>> Begin Material supplied

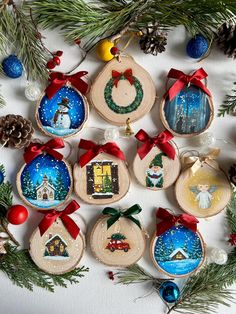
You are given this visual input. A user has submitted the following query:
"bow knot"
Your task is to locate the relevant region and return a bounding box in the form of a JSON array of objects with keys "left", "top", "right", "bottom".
[
  {"left": 102, "top": 204, "right": 142, "bottom": 229},
  {"left": 45, "top": 71, "right": 88, "bottom": 99},
  {"left": 167, "top": 68, "right": 211, "bottom": 101},
  {"left": 24, "top": 138, "right": 65, "bottom": 164},
  {"left": 135, "top": 129, "right": 175, "bottom": 159},
  {"left": 112, "top": 69, "right": 134, "bottom": 87},
  {"left": 79, "top": 139, "right": 125, "bottom": 168},
  {"left": 38, "top": 200, "right": 80, "bottom": 239},
  {"left": 156, "top": 207, "right": 199, "bottom": 236}
]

>> End Material supplied

Problem statement: Gather every line in the listing above that contains the string "right", and reproduce each of those lines in full.

Completed exercise:
Your task is to locate the relevant region and return a bounding box in the form of a JSON array of objects with keys "left", "top", "right", "bottom".
  {"left": 102, "top": 204, "right": 142, "bottom": 229},
  {"left": 45, "top": 71, "right": 88, "bottom": 99},
  {"left": 167, "top": 68, "right": 211, "bottom": 101},
  {"left": 24, "top": 138, "right": 65, "bottom": 164},
  {"left": 135, "top": 129, "right": 175, "bottom": 159},
  {"left": 112, "top": 69, "right": 134, "bottom": 87},
  {"left": 79, "top": 139, "right": 125, "bottom": 168},
  {"left": 38, "top": 200, "right": 80, "bottom": 239},
  {"left": 156, "top": 207, "right": 199, "bottom": 236}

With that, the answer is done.